- Exercise objective
Copy every line of the records below verbatim, with all characters, spacing, and line breaks unchanged.
>>>
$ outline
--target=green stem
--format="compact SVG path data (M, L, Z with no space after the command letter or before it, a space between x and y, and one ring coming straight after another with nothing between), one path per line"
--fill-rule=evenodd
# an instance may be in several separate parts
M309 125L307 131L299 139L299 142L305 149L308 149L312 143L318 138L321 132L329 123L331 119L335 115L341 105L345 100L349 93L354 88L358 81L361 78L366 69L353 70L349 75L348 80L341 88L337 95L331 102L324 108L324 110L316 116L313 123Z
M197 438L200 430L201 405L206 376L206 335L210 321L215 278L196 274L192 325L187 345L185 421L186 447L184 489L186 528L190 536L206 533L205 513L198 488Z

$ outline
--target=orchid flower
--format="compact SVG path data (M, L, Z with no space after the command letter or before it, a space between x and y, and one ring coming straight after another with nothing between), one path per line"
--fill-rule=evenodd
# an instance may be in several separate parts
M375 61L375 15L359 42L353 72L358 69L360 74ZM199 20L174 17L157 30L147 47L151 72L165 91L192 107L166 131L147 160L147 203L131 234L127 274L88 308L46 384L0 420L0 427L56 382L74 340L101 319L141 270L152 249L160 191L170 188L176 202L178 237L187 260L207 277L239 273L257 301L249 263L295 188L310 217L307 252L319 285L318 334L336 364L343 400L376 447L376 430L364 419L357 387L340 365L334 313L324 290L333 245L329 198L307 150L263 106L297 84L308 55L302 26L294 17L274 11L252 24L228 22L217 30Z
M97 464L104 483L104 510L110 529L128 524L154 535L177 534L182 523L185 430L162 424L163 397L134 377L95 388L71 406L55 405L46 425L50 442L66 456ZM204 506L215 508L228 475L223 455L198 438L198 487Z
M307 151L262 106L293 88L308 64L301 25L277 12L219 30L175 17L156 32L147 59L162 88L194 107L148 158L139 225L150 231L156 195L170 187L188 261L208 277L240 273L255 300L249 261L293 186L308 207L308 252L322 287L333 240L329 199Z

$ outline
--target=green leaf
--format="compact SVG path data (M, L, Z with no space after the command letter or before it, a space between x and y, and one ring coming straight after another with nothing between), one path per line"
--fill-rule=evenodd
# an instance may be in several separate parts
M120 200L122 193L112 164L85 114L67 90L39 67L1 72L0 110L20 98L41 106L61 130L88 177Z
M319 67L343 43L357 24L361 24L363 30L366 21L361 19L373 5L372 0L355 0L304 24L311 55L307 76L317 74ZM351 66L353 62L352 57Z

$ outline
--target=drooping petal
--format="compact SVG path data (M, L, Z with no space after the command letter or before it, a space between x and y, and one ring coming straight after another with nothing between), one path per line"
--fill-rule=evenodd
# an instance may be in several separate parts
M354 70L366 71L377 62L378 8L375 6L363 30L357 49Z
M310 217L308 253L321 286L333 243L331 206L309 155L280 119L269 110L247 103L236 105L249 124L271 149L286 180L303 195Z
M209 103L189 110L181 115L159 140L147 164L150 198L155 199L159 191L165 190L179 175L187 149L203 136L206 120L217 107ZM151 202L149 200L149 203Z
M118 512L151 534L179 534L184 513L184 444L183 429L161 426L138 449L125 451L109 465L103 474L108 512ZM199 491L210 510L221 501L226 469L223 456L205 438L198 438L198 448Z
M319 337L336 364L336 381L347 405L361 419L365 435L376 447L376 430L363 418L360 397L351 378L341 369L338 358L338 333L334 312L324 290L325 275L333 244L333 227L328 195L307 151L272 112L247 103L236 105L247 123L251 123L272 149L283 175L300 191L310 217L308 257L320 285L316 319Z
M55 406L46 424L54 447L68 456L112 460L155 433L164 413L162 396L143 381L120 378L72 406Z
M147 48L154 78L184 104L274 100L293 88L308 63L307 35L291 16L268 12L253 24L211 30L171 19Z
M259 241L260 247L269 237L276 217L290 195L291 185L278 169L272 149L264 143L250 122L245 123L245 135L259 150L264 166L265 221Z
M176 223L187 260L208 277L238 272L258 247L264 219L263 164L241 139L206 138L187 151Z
<<<
- Answer to this task
$ outline
--target=green stem
--format="compact SVG path data (M, L, Z with no space after the command letter or before it, a space between x and y, and one ring coming straight after another with nothing between), one path per line"
--fill-rule=evenodd
# an instance may be in several separate parts
M309 125L307 131L299 139L299 142L305 149L308 149L312 143L318 138L321 132L329 123L331 119L335 115L341 105L345 100L349 93L354 88L358 81L361 78L366 69L353 70L349 75L348 80L341 88L337 95L331 102L324 108L324 110L316 116L313 123Z
M197 438L200 430L201 405L206 376L206 335L210 321L215 278L196 274L192 325L187 345L185 421L186 447L184 489L186 528L190 536L206 533L205 513L198 488Z

$ outline
--target=orchid flower
--format="compact SVG path data (M, L, Z with no space after the command letter or before it, a space between x and y, and one ring coming straight after another with nothing between), one path per line"
--fill-rule=evenodd
# an instance may be in several separate parts
M375 61L375 15L359 42L353 72L358 69L360 74ZM199 20L174 17L157 30L147 47L151 72L165 91L192 107L166 131L147 160L147 203L131 234L127 274L88 308L46 384L0 420L0 427L56 382L74 340L101 319L141 270L152 249L160 191L170 188L176 202L178 237L187 260L207 277L239 273L257 301L249 263L295 188L310 217L307 252L319 285L318 334L336 364L343 400L376 447L376 430L364 419L357 387L340 365L334 313L324 290L333 245L329 198L307 150L263 106L297 84L308 55L302 26L294 17L274 11L252 24L228 22L217 30Z
M97 464L104 483L104 510L110 529L128 524L154 535L177 534L182 523L185 430L162 424L163 397L134 377L95 388L71 406L55 405L46 425L50 442L66 456ZM204 506L215 508L228 475L223 455L198 438L198 487Z
M307 151L262 106L293 88L308 64L301 25L277 12L219 30L175 17L156 32L147 59L162 88L194 107L148 158L139 225L150 231L156 195L170 187L188 261L208 277L240 273L255 300L249 261L293 186L308 207L308 252L322 287L333 240L329 199Z

$ outline
--target=green leaf
--format="compact SVG path data (M, L, Z with no space after the command letter or before it, a space between x and y, and one ring coming straight after another with nothing between), one path per line"
--fill-rule=evenodd
# an instance may be in several separate parts
M120 200L122 193L112 164L85 114L67 90L39 67L1 72L0 110L20 98L41 106L61 130L88 177Z
M319 67L343 43L357 24L361 24L363 30L366 21L361 19L373 5L372 0L355 0L304 24L311 55L307 76L317 74ZM351 66L353 62L352 57Z

$ outline
--target=drooping petal
--format="compact SVG path data (M, L, Z with no space after the command letter or before it, a space between x and y, and one ring coming straight after another with nothing between), one path per line"
--fill-rule=evenodd
# an instance may be in several separate parts
M354 70L366 71L377 62L378 8L375 6L363 30L357 49Z
M310 217L308 253L321 286L333 243L331 206L309 155L280 119L269 110L247 103L236 105L249 124L271 149L286 180L303 195Z
M209 103L189 110L181 115L159 140L147 164L150 198L155 199L159 191L165 190L179 175L187 149L203 136L206 120L217 107ZM151 202L149 200L149 203Z
M118 512L151 534L179 534L184 513L184 444L183 429L161 426L138 449L125 451L109 465L103 474L108 512ZM199 491L210 510L221 501L226 469L223 456L205 438L198 438L198 448Z
M319 337L336 364L336 381L347 405L361 419L365 435L376 447L376 430L363 418L360 397L351 378L341 369L338 358L338 333L334 312L324 290L325 275L333 244L333 227L328 195L307 151L272 112L247 103L236 105L247 123L251 123L272 149L283 175L300 191L310 217L308 257L320 285L316 319Z
M55 406L46 424L54 447L68 456L112 460L155 433L164 413L162 396L143 381L120 378L72 406Z
M147 48L154 78L184 104L274 100L293 88L308 63L307 35L291 16L268 12L253 24L211 30L171 19Z
M259 241L260 247L269 237L276 217L290 195L291 185L278 169L272 149L264 143L250 122L245 123L245 135L259 150L264 166L265 221Z
M176 223L187 260L208 277L238 272L258 247L264 219L263 164L241 139L206 138L187 151Z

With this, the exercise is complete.